• Raw data
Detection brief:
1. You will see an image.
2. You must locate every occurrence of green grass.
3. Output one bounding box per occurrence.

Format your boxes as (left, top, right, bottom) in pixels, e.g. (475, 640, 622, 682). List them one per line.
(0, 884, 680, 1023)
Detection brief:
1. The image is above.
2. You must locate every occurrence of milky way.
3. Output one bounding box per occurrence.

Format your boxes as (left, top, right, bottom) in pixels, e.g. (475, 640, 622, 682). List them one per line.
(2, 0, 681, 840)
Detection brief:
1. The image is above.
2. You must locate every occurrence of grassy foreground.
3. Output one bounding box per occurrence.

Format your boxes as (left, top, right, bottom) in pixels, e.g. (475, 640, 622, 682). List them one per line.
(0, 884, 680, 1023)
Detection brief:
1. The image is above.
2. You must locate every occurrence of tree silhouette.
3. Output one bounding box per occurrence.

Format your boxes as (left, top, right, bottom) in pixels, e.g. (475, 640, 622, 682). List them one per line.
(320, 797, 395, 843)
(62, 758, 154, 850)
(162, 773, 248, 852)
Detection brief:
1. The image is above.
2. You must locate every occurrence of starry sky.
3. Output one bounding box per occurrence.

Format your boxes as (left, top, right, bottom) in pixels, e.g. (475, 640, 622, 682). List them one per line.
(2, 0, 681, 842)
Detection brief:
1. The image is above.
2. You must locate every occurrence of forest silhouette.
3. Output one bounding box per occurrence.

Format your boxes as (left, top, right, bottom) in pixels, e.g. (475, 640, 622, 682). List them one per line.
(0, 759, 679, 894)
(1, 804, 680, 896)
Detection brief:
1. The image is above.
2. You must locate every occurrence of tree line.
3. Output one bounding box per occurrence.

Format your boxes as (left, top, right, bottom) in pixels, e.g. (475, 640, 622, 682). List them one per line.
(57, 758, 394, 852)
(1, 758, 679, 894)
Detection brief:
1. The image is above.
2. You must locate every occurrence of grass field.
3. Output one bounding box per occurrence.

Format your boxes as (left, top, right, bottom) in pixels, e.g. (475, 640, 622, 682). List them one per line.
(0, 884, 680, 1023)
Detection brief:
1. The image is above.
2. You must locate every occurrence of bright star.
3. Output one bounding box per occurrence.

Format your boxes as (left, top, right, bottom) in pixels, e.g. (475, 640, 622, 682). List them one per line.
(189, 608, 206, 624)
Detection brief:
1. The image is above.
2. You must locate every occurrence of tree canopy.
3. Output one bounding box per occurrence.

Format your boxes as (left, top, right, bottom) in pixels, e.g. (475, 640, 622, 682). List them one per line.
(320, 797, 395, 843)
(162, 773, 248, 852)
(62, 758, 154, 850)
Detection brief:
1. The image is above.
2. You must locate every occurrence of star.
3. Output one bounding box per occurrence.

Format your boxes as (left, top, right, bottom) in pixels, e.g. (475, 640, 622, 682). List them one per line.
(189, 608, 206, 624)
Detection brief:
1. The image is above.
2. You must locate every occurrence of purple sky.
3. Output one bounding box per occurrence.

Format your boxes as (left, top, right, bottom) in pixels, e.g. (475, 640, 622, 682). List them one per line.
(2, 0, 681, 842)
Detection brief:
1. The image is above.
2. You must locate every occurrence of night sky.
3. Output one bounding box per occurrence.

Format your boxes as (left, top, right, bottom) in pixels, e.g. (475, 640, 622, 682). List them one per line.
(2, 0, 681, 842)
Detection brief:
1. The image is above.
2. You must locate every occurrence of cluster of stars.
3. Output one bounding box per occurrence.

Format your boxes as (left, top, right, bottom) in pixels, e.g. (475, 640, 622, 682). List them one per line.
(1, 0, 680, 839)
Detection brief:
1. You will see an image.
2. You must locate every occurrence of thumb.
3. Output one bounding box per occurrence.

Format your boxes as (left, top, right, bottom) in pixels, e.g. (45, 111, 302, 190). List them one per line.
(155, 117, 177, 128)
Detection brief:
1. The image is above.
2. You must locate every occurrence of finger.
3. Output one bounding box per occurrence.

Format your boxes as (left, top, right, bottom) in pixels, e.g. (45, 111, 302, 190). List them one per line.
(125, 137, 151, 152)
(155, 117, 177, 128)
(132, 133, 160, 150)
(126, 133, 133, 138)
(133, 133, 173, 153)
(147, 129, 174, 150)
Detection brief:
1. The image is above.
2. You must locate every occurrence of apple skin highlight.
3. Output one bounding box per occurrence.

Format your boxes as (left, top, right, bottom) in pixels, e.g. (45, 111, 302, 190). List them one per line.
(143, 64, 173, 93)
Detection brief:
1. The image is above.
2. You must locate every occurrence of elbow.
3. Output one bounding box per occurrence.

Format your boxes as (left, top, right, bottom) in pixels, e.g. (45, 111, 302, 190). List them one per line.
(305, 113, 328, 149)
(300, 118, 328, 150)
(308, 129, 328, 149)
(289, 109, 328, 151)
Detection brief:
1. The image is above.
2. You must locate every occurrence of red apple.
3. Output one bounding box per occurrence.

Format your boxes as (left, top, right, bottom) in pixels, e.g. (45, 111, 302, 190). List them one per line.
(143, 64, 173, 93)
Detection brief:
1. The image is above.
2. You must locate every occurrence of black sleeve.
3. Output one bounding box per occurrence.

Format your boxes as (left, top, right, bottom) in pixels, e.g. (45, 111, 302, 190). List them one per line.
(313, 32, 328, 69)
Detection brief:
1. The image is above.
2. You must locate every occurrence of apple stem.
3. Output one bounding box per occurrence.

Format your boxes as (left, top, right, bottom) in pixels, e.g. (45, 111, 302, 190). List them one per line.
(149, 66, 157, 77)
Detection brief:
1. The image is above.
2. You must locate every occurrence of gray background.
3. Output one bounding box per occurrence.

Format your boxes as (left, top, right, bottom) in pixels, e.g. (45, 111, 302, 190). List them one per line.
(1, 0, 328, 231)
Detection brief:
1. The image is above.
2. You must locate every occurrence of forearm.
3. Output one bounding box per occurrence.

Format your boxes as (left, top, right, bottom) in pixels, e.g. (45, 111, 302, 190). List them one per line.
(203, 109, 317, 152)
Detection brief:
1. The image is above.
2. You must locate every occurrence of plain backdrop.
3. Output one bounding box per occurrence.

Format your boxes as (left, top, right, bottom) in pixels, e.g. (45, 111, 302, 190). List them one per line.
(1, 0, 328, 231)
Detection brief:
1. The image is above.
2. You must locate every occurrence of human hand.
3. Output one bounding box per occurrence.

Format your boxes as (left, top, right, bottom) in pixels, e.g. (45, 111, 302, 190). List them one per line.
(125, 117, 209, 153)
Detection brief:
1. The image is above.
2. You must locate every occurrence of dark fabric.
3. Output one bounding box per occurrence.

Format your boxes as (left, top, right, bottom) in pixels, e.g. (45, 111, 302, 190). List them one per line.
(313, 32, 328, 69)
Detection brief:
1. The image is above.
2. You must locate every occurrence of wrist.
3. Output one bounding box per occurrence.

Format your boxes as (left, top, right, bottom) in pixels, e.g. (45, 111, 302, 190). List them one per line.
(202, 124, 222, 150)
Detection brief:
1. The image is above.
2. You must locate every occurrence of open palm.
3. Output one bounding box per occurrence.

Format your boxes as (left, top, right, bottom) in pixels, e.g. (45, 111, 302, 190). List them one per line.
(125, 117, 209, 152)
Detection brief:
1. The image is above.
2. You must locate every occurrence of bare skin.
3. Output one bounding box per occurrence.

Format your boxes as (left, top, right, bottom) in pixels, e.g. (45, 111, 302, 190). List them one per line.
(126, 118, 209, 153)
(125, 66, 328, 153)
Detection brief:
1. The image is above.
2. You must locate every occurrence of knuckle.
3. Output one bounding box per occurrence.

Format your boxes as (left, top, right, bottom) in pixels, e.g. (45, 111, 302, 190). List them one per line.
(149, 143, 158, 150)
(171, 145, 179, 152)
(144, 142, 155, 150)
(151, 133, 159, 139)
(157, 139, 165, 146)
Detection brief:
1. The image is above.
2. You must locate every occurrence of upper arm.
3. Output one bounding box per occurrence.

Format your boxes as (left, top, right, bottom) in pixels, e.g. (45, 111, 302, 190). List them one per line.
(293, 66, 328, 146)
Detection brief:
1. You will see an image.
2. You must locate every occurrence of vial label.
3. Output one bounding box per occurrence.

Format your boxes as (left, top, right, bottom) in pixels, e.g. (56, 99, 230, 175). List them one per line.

• Exercise
If a line of the entries above includes the word "tree", count it; then state the total and nothing else.

• Result
3